■ Uygulanacak Yönerge
Herediter retina hastalıklarında kızılötesi fundus otofloresansını anlatan metni, son cümlesinden sonra kaldığı yerden sürdürün.

■ Okuma Metni
_____

Retina-Vitreous
2008 , Vol 16 , Num 4
Herediter Retina Hastalıklarında Kızılötesi Fundus Otofloresansı
1Yeditepe Üniversitesi Tıp Fakültesi Göz Hastalıkları A.D., İstanbul, Doç. Dr.2GATA Haydarpaşa Eğitim Hastanesi, Göz Hastalıkları Kliniği, İstanbul, Yard. Doç. Dr.
3GATA Haydarpaşa Eğitim Hastanesi, Göz Hastalıkları Kliniği, İstanbul, Prof. Dr. ÖZ
Floresans; bazı moleküllerin belli bir dalga boyundaki ışıkla uyarılması sonucunda daha uzun bir dalgaboyunda ışık yayması olarak tanımlanmaktadır. Otofloresans ise herhangi bir boya verilmeksizin gözdeki yapılardan floresan ışık yayılımı olarak tanımlanabilir. Gözdibinde otofloresans özelliği olan moleküllerin bulunması nedeniyle filtreler yardımıyla boya verilmeden fundus görüntüleri elde edilebilir. Bu metoda fundus otofloresans görüntülemesi denmektedir. Fundus otofloresansı denilince genellikle fundusun 488 nm dalga boyundaki mavi ışık ile uyarılmasına dayanan ve lipofusinden kaynaklanan görüntüleme yöntemi anlaşılmaktadır. Kızılötesi fundus otofloresansı (K-AF) ise gözdibinin 787 nm dalgaboyundaki kızılötesi ışıkla uyarılması ve yayılan ışının 810 nm ve üzerini filtreleyecek şekilde görüntülenmesi ile elde edilir. Retina pigment epiteli ve koroiddeki melanin, kızılötesi fundus otofloresansı görüntülemede otofloresans gösteren başlıca florofordur. Bu çalışmada, farklı herediter retina hastalıklarında K-AF bulguları sunulmaktadır.

_____

■ Verilen Bilgiler
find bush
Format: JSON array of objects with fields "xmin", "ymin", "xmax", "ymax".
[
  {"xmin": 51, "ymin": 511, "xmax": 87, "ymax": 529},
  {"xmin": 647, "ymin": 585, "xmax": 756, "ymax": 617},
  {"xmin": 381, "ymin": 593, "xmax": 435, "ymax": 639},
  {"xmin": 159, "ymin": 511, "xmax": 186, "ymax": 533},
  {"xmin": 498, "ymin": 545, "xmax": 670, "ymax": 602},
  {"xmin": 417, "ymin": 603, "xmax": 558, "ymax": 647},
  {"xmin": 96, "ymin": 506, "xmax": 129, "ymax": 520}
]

_____

■ Çözülmüş Problem
GİRİŞ
Floresans; bazı moleküllerin belli bir dalga boyundaki ışıkla uyarılması sonucunda daha uzun bir dalgaboyunda ışık yayması olarak tanımlanmaktadır. Otofloresans ise herhangi bir boya verilmeksizin gözdeki yapılardan floresan ışık yayılımı olarak tanımlanabilir. Gözdibinde otofloresans özelliği olan moleküllerin (florofor) bulunması nedeniyle filtreler yardımıyla boya verilmeden fundus görüntüleri elde edilebilir. Bu metoda fundus otofloresans görüntülemesi denmektedir ve gözdibi görüntülenmesinde yeni sayılabilecek bir metod olarak son yıllarda kullanıma girmiştir.[1,2] Fundus otofloresansı denilince genellikle fundusun 488 nm dalga boyundaki mavi ışık ile uyarılmasına dayanan görüntüleme yöntemi anlaşılmaktadır (fundus autofluorescence/FAF, kısa dalgaboyu otofloresans/shortwave autofluorescence/ SW-AF, mavi ışık otofloresansı, AF488, lipofusin-ilintili otofloresans/ lipofuscin- related fluorescence). Lipofusin, 488 nm dalga boyundaki ışık ile elde edilen otofloresansın ana kaynağıdır. Retina pigment epitelindeki (RPE) lipofusin asıl olarak fotoreseptör dış segmentlerinin tam olmayan yıkımı sonucu oluşur.[3]
Kızılötesi fundus otofloresansı (near infrared autofluorescence/ NIR-AF, melanin-ilintili otofloresans/melaninrelated autofluorescence, AF787 ) ise gözdibinin 787 nm dalgaboyundaki kızılötesi ışıkla uyarılması ve yayılan ışının 810 nm ve üzerini filtreleyecek (bariyer filtre) şekilde görüntülenmesi ile elde edilir. Literatürde ilk kez Piccolino ve ark tarafından rapor edilmiştir.[4] RPE ve koroiddeki melanin, kızılötesi fundus otofloresansı (K-AF) görüntülemede otofloresans gösteren başlıca florofordur. Melanin, gözde RPE ve koroidde yoğun bir şekilde bulunmaktadır. Koroid kaynaklı melaninin K-AF görüntülemeye katkısı RPE’ye göre daha azdır ve K-AF ’ın asıl kaynağının RPE’deki melanin olduğu Keilhauer ve Delori tarafından gösterilmiştir.[5] Bu nedenle K-AF’daki değişiklikler oftalmoskopik olarak net görülemeyen RPE değişikliklerinin görüntülenmesine yardımcı olabilmektedir.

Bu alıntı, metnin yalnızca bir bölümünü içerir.